# Review of Management Company Accounts - sinking fund etc...



## vallnett (11 Feb 2008)

Hi

I couldn't find a thread on this before - does anyone have tips for things to look out for when reviewing Management Company accounts before buying an apartment?

If the development is approx 10 years old, how much of a sinking fund should ideally be in place?

(My solicitor is carrying out the legal searches re pending legal actions etc so this is more in relation to the actual financial statements).

Thanks!


----------



## ontour (11 Feb 2008)

The size of the sinking fund depends on the scheme, it's size, facilities and materials used in the construction.  For example, if the scheme has lifts, the boxes and engines may need to be replaced / overhalled every 8-10 years, the building may need to be repainted every 4-5 years.  The key to the amount of the sinking funds is it's correlation to expected future costs for the development in question.  Unless management companies have researched and planned for these future events with realistic budgets, the occupiers will be hit for higher charges in the future or the work will not be done which will probably negatively impact resale value.

Take a walk around a 10 year old scheme and see if the grounds have been maintained, painting is done, carpets replaced etc.  This will give you a good idea of the dilligence of the Management company.

Without knowing what work has been done using the sinking fund or what work is planned there is no way of knowing if it is adequate.


----------



## vallnett (14 Feb 2008)

Thanks Ontour, I know it's a bit like how long is a piece of string! I went out again for a good look and the place looks in good enough shape but who knows what's going on behind the scene with lifts etc...

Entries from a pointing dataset
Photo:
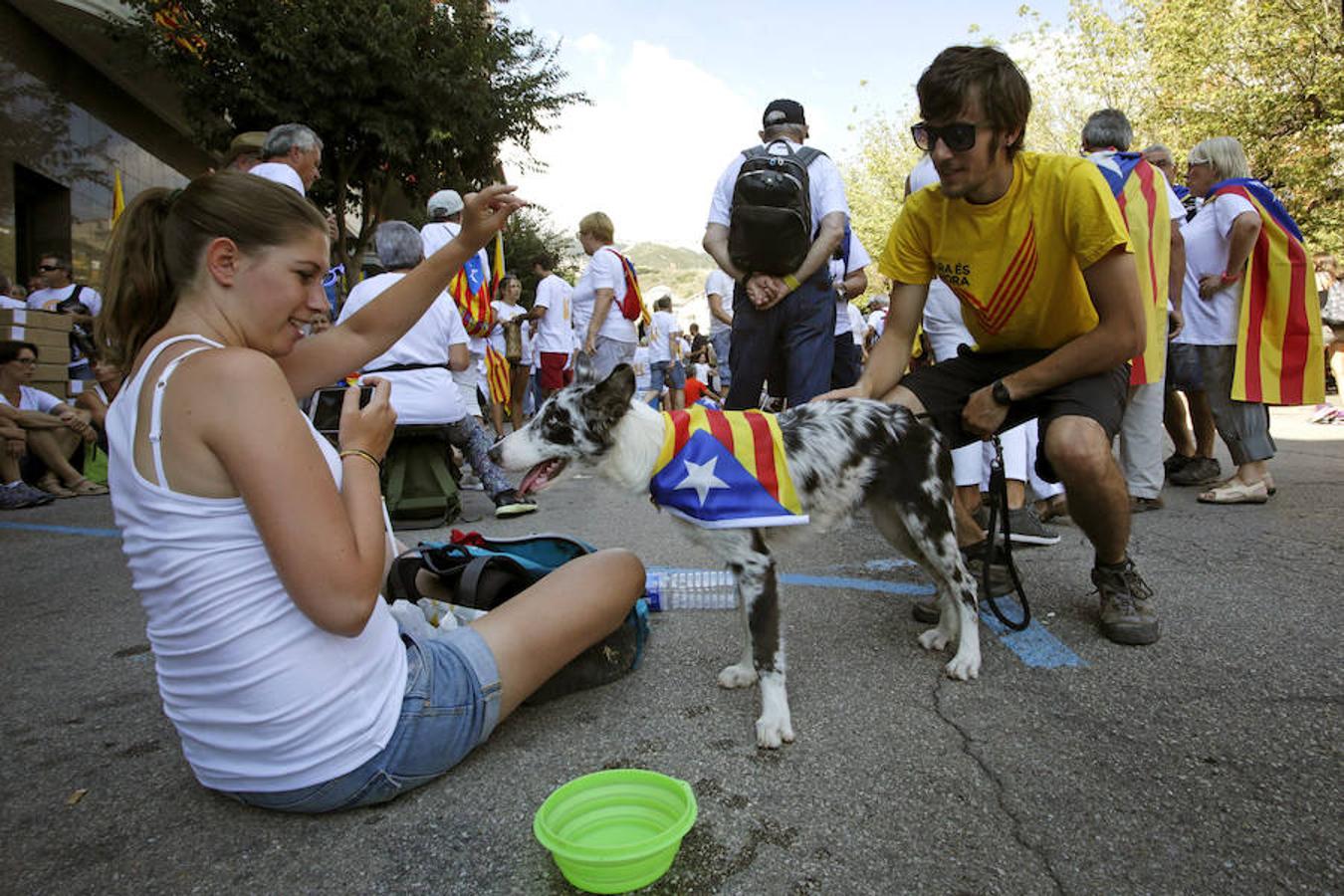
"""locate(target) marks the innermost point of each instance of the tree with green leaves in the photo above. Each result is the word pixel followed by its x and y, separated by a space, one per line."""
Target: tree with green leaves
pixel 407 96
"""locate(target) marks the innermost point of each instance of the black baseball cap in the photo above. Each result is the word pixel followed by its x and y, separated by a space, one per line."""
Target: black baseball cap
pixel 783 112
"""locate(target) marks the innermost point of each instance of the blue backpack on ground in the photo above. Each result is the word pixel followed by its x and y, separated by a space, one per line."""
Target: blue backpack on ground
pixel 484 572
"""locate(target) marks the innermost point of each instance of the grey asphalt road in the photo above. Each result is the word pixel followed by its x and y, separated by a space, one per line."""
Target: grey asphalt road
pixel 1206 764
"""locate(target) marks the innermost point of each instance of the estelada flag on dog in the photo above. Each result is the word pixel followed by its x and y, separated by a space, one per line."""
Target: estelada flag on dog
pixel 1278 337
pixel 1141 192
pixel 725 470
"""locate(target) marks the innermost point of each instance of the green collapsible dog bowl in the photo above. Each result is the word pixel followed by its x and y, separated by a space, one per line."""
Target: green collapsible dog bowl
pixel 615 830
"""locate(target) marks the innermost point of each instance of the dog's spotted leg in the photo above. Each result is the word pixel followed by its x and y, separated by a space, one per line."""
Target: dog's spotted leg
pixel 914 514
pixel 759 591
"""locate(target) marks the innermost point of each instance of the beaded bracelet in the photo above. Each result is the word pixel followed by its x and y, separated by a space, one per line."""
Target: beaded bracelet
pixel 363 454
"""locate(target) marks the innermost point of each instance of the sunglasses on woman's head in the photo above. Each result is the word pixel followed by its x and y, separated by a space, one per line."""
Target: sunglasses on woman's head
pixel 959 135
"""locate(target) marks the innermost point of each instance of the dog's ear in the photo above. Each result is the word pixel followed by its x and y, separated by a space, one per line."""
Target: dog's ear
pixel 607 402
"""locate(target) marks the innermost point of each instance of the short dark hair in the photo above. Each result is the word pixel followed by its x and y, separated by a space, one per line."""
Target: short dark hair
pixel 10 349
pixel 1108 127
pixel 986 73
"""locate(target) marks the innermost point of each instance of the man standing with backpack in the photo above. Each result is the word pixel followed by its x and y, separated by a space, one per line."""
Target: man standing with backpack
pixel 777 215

* * *

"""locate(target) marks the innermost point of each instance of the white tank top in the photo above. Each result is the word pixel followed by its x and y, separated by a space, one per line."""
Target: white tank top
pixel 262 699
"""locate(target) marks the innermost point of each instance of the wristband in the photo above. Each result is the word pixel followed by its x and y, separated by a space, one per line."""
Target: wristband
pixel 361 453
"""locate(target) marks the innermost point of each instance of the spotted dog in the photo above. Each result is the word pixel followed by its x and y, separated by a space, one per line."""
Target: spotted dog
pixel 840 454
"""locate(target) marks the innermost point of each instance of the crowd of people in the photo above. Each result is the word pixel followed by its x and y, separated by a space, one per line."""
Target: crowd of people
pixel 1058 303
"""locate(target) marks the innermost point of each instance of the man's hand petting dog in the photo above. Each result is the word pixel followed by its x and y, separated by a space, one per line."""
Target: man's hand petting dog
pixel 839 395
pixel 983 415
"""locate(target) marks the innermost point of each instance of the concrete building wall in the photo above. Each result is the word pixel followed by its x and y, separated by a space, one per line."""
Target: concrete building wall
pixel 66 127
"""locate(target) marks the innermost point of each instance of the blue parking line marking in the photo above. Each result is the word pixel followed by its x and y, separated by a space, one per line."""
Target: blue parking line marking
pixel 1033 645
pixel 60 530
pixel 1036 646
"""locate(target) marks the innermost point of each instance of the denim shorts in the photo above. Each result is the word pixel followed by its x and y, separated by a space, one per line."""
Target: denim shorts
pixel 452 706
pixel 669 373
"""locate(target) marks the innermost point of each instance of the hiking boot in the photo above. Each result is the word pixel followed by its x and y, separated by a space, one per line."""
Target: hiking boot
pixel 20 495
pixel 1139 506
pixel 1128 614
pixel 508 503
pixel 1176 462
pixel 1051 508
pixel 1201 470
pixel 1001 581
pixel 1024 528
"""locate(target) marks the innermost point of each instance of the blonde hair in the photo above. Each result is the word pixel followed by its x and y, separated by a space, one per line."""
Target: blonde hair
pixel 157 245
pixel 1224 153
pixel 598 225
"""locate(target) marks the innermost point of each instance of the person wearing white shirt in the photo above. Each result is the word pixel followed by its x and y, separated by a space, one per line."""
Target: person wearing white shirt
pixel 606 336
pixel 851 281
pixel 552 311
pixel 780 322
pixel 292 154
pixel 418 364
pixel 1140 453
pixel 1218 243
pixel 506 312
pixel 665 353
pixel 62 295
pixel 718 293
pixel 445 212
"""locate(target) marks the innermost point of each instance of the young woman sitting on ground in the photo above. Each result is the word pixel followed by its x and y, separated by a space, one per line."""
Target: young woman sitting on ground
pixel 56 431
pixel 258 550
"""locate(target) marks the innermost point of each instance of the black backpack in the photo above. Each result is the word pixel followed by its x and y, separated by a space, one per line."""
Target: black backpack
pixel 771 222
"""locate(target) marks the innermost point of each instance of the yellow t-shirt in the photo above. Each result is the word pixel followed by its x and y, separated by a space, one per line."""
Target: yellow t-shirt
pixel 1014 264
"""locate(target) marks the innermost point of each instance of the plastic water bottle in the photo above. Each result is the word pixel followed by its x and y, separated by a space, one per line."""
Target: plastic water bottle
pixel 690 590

--

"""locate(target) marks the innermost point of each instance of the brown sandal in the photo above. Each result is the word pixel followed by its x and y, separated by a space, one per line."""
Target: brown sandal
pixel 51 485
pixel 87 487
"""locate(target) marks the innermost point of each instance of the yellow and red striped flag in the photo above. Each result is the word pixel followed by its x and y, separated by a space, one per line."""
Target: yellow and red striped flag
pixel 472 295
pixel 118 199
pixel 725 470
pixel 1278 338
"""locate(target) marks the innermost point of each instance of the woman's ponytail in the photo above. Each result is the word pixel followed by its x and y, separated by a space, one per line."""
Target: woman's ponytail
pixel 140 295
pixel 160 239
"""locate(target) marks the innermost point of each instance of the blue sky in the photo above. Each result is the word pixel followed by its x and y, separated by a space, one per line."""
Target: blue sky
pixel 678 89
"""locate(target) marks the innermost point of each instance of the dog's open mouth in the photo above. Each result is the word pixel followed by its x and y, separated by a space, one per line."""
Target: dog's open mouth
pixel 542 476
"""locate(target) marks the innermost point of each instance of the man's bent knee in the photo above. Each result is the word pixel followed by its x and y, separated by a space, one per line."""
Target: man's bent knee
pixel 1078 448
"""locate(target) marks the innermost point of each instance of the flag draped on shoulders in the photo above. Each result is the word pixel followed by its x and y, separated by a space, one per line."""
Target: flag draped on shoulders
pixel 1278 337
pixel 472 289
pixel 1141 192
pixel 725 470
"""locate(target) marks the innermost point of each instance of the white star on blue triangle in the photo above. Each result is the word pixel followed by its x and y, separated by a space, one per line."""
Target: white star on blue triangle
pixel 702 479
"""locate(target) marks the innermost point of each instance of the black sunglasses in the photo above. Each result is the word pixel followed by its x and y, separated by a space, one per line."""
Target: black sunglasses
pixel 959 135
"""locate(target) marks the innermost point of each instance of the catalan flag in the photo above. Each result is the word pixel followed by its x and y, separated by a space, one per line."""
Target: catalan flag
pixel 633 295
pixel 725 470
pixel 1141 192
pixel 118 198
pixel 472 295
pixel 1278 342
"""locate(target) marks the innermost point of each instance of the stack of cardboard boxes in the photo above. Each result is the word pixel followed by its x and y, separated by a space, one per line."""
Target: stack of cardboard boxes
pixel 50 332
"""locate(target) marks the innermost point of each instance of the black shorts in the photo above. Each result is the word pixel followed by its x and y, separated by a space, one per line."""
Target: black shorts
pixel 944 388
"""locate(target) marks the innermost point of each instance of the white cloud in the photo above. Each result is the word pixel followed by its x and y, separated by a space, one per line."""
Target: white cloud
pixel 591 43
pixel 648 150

§ **WHAT YOU NEED TO DO**
From the sinking fund thread, extract the part that opens with the words containing "# Review of" and closes with "buying an apartment?". The data stands apart from the sinking fund thread.

§ **THE SOLUTION**
# Review of Management Company Accounts - sinking fund etc...



## vallnett (11 Feb 2008)

Hi

I couldn't find a thread on this before - does anyone have tips for things to look out for when reviewing Management Company accounts before buying an apartment?